> _Your assignment_
Return, from the listing that follows, each line containing the word "window".

> _Data for this task_
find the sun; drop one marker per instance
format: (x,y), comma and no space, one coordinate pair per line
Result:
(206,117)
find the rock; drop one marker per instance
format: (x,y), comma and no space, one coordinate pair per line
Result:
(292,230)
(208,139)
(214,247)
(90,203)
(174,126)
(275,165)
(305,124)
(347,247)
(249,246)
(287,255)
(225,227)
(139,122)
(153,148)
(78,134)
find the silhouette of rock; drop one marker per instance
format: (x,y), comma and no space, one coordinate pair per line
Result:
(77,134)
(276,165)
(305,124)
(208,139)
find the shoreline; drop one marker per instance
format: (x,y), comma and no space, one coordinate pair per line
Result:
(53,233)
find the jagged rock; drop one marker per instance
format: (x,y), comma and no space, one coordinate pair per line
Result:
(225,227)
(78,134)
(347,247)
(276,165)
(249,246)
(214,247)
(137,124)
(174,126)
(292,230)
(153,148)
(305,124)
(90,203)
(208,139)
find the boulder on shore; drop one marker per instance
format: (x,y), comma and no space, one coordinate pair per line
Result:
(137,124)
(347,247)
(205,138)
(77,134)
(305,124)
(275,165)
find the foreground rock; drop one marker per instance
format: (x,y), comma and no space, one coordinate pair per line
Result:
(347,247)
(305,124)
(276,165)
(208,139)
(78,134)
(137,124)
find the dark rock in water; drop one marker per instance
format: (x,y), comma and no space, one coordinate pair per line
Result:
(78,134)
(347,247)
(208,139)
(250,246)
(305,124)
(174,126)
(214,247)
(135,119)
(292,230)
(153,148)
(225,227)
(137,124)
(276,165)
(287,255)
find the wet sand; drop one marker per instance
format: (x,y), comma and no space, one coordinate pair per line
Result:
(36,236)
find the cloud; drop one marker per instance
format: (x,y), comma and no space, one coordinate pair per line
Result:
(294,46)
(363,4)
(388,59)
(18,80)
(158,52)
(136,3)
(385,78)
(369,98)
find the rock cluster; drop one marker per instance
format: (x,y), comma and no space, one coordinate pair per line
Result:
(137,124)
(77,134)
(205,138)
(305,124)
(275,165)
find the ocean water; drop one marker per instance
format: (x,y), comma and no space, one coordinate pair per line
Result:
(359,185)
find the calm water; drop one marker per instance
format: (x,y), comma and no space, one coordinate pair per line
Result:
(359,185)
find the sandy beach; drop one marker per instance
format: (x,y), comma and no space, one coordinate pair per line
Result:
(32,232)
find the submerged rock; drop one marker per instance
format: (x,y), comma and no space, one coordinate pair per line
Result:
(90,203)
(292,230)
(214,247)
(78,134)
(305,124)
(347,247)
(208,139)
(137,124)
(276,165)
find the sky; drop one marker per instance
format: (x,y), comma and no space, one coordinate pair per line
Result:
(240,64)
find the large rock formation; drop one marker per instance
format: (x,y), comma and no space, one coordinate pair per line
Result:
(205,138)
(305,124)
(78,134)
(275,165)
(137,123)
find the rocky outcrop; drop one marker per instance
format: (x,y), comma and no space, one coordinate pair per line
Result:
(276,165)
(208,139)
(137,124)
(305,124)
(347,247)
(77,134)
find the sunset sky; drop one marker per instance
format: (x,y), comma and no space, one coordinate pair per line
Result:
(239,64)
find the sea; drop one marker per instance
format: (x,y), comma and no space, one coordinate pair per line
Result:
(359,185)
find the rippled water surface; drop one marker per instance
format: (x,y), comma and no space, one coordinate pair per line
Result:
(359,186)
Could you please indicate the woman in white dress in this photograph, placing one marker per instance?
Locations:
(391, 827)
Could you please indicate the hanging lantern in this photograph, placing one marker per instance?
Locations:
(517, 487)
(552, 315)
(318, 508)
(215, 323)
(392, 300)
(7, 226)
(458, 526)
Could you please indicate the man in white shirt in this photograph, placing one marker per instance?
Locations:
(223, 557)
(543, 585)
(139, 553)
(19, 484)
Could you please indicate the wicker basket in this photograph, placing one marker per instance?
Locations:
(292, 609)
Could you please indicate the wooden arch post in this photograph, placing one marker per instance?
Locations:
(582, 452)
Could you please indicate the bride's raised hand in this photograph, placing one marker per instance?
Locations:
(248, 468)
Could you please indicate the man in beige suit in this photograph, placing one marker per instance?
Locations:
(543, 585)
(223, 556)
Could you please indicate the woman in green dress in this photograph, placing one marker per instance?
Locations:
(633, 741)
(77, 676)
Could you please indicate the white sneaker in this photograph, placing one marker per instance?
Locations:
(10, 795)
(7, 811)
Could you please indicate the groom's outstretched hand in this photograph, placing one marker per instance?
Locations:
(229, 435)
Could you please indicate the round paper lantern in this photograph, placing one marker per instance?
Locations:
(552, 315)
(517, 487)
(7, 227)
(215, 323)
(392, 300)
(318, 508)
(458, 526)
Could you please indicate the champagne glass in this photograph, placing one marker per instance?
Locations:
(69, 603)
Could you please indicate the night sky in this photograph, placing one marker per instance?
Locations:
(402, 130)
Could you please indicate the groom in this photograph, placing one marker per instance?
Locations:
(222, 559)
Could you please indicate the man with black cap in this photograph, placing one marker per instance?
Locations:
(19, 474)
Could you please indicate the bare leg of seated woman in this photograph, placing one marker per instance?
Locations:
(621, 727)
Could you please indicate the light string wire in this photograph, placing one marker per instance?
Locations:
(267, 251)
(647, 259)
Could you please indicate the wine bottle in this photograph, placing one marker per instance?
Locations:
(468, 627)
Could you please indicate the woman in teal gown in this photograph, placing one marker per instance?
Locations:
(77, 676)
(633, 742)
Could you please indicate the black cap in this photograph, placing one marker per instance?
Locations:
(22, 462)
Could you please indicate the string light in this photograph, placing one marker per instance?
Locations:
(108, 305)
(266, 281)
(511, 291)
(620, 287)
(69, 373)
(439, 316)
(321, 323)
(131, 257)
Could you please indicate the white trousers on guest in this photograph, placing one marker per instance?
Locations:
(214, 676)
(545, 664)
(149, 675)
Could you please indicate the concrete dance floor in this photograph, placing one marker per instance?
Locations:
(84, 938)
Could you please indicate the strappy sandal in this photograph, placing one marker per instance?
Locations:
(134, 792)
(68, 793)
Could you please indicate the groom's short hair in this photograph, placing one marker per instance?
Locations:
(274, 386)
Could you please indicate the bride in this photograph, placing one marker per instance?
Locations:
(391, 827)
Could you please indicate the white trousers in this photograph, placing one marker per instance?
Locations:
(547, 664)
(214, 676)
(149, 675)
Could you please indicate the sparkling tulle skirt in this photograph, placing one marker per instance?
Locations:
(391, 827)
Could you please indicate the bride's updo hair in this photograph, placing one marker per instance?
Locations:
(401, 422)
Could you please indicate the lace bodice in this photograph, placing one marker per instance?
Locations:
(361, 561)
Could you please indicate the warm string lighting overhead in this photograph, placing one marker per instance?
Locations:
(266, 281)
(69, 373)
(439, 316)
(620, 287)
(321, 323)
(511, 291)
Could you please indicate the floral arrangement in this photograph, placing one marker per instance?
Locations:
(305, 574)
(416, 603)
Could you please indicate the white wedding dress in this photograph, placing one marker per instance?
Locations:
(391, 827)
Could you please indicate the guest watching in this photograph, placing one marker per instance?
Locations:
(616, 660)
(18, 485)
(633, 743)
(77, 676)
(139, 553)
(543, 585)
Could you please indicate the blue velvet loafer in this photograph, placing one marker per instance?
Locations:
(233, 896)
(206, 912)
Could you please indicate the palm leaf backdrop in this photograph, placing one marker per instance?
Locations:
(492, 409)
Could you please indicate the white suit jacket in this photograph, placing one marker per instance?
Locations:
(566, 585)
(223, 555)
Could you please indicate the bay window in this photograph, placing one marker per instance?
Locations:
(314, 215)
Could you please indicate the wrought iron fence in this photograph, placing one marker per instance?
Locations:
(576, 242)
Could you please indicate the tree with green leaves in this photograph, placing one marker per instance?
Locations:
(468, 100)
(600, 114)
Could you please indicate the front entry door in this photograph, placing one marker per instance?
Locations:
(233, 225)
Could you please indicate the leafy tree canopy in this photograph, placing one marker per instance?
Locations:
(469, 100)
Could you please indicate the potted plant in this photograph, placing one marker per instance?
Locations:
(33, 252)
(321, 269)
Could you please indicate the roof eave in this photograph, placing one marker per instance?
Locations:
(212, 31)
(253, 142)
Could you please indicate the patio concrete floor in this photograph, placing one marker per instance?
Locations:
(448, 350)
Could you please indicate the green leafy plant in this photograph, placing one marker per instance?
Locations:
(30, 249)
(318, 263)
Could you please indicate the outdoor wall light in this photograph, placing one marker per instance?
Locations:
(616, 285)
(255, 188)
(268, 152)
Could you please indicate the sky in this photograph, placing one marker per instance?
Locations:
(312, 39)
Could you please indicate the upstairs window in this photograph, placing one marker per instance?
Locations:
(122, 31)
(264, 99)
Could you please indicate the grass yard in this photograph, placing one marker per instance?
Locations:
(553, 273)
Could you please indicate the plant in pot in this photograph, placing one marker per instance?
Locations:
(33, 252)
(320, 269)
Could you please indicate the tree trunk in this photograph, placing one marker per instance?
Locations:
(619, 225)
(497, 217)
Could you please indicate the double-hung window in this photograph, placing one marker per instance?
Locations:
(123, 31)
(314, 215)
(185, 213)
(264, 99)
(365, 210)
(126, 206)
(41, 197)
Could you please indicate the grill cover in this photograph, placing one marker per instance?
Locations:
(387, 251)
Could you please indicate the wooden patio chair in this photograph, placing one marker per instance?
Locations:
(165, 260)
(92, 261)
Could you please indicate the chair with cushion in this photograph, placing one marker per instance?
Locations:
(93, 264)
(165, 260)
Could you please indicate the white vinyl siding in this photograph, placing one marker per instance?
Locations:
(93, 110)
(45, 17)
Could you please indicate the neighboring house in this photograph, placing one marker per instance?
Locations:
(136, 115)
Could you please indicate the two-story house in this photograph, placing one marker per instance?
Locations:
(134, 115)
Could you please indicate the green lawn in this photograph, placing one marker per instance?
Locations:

> _Output for this task_
Could you please indicate the bay window in this photograph, placing one marker per instance?
Could you please indicate the upstairs window in this photograph, placing one marker per instance?
Could you please indicate the double-hung window in this photograph, placing one marker per instance?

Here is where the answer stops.